Action item
Down to the last line, repeat the data below exactly.

Data for analysis
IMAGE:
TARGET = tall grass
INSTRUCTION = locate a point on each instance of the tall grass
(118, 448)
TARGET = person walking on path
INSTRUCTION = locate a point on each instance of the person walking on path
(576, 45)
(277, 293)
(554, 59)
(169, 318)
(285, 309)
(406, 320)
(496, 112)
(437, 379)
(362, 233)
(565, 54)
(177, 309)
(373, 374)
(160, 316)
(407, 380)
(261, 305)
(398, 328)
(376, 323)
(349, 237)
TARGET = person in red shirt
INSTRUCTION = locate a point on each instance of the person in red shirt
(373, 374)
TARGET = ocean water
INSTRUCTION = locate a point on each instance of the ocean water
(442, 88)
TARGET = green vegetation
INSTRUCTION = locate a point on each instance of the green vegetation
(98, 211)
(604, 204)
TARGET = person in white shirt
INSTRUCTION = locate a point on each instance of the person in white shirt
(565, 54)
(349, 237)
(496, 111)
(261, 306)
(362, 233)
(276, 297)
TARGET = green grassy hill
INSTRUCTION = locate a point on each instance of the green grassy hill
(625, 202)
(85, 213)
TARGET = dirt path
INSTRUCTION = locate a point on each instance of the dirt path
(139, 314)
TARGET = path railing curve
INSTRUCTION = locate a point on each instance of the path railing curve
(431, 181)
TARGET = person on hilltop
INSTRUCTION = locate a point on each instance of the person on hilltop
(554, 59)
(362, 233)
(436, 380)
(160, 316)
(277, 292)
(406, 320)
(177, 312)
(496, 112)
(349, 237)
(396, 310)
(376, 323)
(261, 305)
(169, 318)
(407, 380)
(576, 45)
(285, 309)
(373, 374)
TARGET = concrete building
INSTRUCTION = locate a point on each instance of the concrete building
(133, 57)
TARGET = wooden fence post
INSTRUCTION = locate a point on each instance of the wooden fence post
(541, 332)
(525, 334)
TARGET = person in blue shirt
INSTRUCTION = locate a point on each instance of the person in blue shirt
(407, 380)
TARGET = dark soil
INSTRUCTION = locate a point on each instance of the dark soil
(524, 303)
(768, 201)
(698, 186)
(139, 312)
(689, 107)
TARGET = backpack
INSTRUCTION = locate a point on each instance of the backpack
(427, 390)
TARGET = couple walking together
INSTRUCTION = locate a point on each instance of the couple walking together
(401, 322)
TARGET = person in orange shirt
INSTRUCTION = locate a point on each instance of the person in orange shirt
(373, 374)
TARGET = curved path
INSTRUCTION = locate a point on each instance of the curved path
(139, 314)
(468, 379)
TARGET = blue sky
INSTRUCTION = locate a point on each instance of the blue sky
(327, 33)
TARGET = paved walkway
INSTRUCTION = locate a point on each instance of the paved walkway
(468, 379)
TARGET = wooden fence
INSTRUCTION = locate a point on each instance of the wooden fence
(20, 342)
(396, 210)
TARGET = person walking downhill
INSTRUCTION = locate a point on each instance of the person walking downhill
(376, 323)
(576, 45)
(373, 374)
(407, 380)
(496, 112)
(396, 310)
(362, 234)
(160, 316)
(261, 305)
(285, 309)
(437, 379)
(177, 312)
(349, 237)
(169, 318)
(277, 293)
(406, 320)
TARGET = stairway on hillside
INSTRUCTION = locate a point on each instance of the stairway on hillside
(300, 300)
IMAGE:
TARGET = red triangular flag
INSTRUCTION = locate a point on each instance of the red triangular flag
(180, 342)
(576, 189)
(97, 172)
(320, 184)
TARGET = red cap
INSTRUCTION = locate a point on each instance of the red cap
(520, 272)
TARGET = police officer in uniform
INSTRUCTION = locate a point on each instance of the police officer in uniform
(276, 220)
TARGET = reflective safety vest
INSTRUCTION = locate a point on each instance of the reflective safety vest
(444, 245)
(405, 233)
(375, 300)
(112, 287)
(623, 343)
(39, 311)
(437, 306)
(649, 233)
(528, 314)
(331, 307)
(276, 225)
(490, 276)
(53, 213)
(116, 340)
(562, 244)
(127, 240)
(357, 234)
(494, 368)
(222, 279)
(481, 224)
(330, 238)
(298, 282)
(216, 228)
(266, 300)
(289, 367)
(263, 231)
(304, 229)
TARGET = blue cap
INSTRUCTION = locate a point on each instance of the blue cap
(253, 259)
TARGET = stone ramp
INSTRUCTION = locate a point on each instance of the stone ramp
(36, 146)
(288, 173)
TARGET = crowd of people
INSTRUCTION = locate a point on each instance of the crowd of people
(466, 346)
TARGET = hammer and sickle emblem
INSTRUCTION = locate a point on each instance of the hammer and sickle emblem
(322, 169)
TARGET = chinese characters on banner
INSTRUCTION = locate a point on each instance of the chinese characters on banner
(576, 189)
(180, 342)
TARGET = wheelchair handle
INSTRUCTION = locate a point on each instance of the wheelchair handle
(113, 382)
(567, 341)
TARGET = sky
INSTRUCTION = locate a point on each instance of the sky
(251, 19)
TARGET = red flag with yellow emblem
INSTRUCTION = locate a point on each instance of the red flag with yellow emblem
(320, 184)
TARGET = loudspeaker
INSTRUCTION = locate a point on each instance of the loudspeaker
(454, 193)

Exercise solution
IMAGE:
TARGET = tall grass
INSTRUCTION = locate a point on each instance of the tall grass
(118, 448)
TARGET = person walking on path
INSTRUCTION = locate a point on each instance of the person walking on path
(576, 45)
(277, 293)
(554, 59)
(169, 318)
(285, 309)
(406, 320)
(496, 112)
(437, 379)
(362, 233)
(565, 54)
(177, 309)
(373, 374)
(160, 316)
(407, 380)
(261, 305)
(398, 328)
(376, 323)
(349, 237)
TARGET = person in red shirt
INSTRUCTION = locate a point on each instance of the person in red shirt
(373, 374)
TARGET = ocean water
INSTRUCTION = locate a point on each instance of the ocean water
(442, 88)
TARGET = green vegetation
INSTRUCTION = locate a point on each instance of the green vegetation
(98, 211)
(604, 204)
TARGET = person in white shirt
INSTRUCTION = locate a point on each instance of the person in white shirt
(565, 54)
(349, 237)
(496, 111)
(261, 306)
(362, 233)
(276, 297)
TARGET = green grassy hill
INSTRUCTION = locate a point on each instance of the green grassy hill
(625, 202)
(85, 213)
TARGET = dirt path
INSTRUCTION = locate a point on each instance of the dirt path
(139, 314)
TARGET = path railing curve
INSTRUCTION = locate a point on each instance of the path railing curve
(431, 181)
TARGET = person on hilltop
INSTRUCTION = locate a point on each instance of the person on hilltop
(554, 59)
(362, 233)
(436, 380)
(160, 316)
(277, 292)
(406, 320)
(177, 312)
(496, 112)
(349, 237)
(396, 310)
(376, 323)
(261, 305)
(169, 318)
(407, 380)
(576, 45)
(285, 309)
(373, 374)
TARGET = concrete building
INSTRUCTION = locate a point on each instance of the concrete building
(133, 57)
TARGET = wooden fence post
INSTRUCTION = locate a point on each instance of the wooden fence post
(541, 332)
(525, 334)
TARGET = person in blue shirt
INSTRUCTION = locate a point on each instance of the person in blue shirt
(407, 380)
TARGET = dark soil
INSTRUCTION = locate a point on each instance of the dark soil
(524, 303)
(768, 201)
(698, 186)
(139, 312)
(689, 107)
TARGET = backpack
INSTRUCTION = locate a point on each instance of the backpack
(427, 390)
TARGET = couple walking together
INSTRUCTION = locate a point on each instance of the couple walking together
(401, 322)
TARGET = person in orange shirt
INSTRUCTION = locate a point on each instance of the person in orange shirt
(373, 374)
TARGET = curved path
INSTRUCTION = locate a point on each instance of the curved path
(139, 314)
(468, 379)
TARGET = blue sky
INSTRUCTION = locate a point on each instance of the blue sky
(327, 33)
TARGET = paved walkway
INSTRUCTION = locate a point on each instance of the paved walkway
(468, 379)
TARGET = wooden fence
INSTRUCTION = locate a point on each instance of the wooden fence
(20, 342)
(396, 210)
TARGET = person walking downhill
INSTRUCTION = locate a point on each instance of the person walking downhill
(376, 323)
(576, 45)
(373, 374)
(407, 380)
(496, 112)
(396, 310)
(362, 234)
(160, 316)
(261, 305)
(285, 309)
(437, 379)
(177, 312)
(349, 237)
(169, 318)
(277, 293)
(406, 320)
TARGET = stairway on hillside
INSTRUCTION = locate a point on each instance of the stairway on hillside
(300, 300)
IMAGE:
TARGET = red triangular flag
INSTRUCTION = locate a point on each instance of the red triangular flag
(180, 342)
(576, 189)
(97, 172)
(320, 184)
TARGET = red cap
INSTRUCTION = locate a point on each instance of the red cap
(520, 272)
TARGET = police officer in uniform
INSTRUCTION = locate a point on each instance of the police officer in uniform
(276, 220)
TARGET = reflective safety vest
INSTRUCTION = locate a point on each instance of the reflective safety vest
(444, 245)
(405, 233)
(375, 300)
(112, 287)
(623, 343)
(39, 311)
(437, 306)
(649, 233)
(528, 314)
(331, 307)
(276, 225)
(490, 276)
(53, 213)
(116, 340)
(562, 244)
(127, 240)
(357, 234)
(494, 368)
(222, 279)
(481, 224)
(330, 238)
(298, 282)
(216, 228)
(266, 300)
(289, 367)
(263, 231)
(304, 229)
TARGET = blue cap
INSTRUCTION = locate a point on each instance of the blue cap
(253, 259)
TARGET = stone ramp
INSTRUCTION = locate a point on each instance of the stone ramp
(36, 146)
(288, 173)
TARGET = crowd of people
INSTRUCTION = locate a point on each instance of the crowd of people
(466, 346)
TARGET = hammer and sickle emblem
INSTRUCTION = locate a point on each instance of the hammer and sickle emblem
(322, 169)
TARGET = chinese characters on banner
INSTRUCTION = locate a point on each instance of the chinese characters on banner
(576, 189)
(180, 342)
TARGET = wheelchair handle
INSTRUCTION = locate a point on each instance of the wheelchair handle
(113, 382)
(567, 341)
TARGET = sky
INSTRUCTION = locate a point on each instance of the sky
(251, 19)
TARGET = red flag with yellow emblem
INSTRUCTION = locate a point on each instance of the red flag with yellow emblem
(320, 184)
TARGET = loudspeaker
INSTRUCTION = locate a point on each instance of the loudspeaker
(454, 193)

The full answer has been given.